→ Work instructions:
Answer these questions from the bathroom renovation text:
(a) What height range is typically recommended for the shower controls?
(b) What prevented the medicine cabinet from being recessed in the Greenwich, CT bathroom?
(c) How many valves does a thermostatic system use?

First and foremost, what is the function of the bathroom? Is it a low traffic guest bathroom that doesn’t need a lot of storage for toiletries? Is it a shared kids’ bathroom that needs lots of storage and privacy in different areas, so one person can use the vanity while someone else is using the shower? Will a handshower be useful for bathing small children in the tub? Is it a master bathroom that needs lots of storage, some nicer amenities like a freestanding tub or steam shower? Are there linen closets in the adjacent areas to store extra towels and toiletries, or do you need to find a way to store that in the room? To figure out what your needs are try first establishing what IS and is NOT working in your current layout.
After demolition, framing is one of the first steps of the process. It is essential to determine a few things before the walls are closed up and then tiled. Once walls are closed you can’t go back in!
If storage is a priority, you may want to consider adding recessed medicine cabinets or closets. Obviously, a closet would be drawn into your floor plan at the start of things. But if you forget to think about a medicine cabinet it will be difficult to add one later. You’ll need to allow for framing, and have the actual cabinet selected with those dimensions, if not actually having the piece on site to use for a rough opening.
In the Greenwich, CT bathroom shown here, lots of framing decisions needed to be made in advance. We reframed the wall for the wall-mounted toilet tank, added blocking for the floating vanity and pull-out make-up mirror, and framed for the shower niche. We were unable to recess the medicine cabinet due to preexisting locations of pipes running in the walls.
You don’t need to have your exact plumbing models selected during this phase of construction, but you do need to know what brand you’ll be using, as the roughs and valves that go into the wall are brand specific and compatible with only certain fixtures. You will need to decide if you are using a thermostatic or pressure balance system. Pressure balance is the more traditional and economical system where water turns on as the temperature is set (one valve). Thermostatic system has a volume control that adjusts the water, and a thermostat trim that adjusts the temperature (two valves). This is a more expensive system that you will want to consider in a master bathroom and possibly other baths in the house.
You’ll also need to determine the height and locations of the plumbing parts in the shower. I typically recommend between 42”-48” high for the controls, although some people go as low as 36”. You may want the showerhead at 7’-0” high or even higher as the human population is much taller than they were in the 50’s and 60’s when showerheads were typically set at 6’-0” or 6’-6” high. Remember that most showerheads drop at least a few inches from where the arm connects to the pipe in the wall. You may want a rainhead shower that comes down from the ceiling or is even recessed into the ceiling. Even though technology has gotten better, if you are a stickler for water pressure, I would steer you away from a rainhead shower, as the water pressure feels different, unless you’ve tested a piece beforehand.
If you’re doing a curbless shower or an infinity drain you will also need to let your contractor know so the floor can be properly pitched for drainage, and the location of the drain.

→ Entries provided:
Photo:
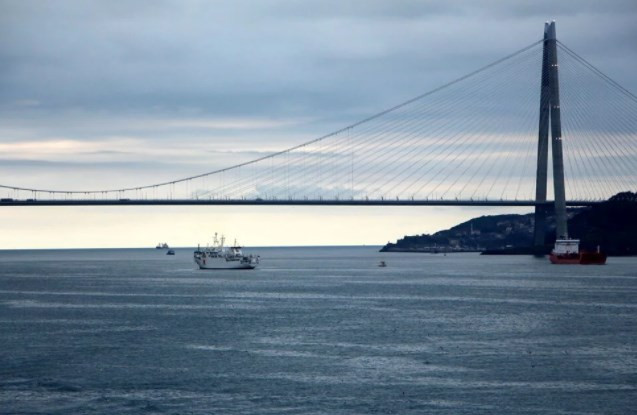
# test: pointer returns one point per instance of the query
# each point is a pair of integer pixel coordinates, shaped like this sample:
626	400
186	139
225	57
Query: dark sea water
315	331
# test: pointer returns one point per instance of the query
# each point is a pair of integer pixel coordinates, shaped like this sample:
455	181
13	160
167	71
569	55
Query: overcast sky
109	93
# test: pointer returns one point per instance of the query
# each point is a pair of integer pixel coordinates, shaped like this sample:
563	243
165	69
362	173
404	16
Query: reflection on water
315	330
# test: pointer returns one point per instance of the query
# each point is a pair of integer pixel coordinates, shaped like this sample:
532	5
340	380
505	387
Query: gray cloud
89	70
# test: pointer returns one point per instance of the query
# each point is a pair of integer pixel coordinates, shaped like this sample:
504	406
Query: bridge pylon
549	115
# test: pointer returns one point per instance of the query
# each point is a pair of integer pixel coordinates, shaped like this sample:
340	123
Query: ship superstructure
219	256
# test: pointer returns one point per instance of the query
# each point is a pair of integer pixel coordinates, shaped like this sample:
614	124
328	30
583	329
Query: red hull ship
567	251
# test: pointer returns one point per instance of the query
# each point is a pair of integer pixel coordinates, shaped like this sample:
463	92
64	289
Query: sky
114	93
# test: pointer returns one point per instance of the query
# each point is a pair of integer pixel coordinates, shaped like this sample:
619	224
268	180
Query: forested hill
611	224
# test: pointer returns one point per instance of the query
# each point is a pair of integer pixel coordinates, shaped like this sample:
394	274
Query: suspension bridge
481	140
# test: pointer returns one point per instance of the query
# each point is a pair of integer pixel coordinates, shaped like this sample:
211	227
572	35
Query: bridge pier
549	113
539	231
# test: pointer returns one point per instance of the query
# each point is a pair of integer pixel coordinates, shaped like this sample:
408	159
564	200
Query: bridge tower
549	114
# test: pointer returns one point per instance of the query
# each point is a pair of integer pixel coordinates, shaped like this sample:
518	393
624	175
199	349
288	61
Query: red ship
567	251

→ Exercise solution:
(a) Between 42 and 48 inches high.
(b) Preexisting pipes running in the walls.
(c) Two valves.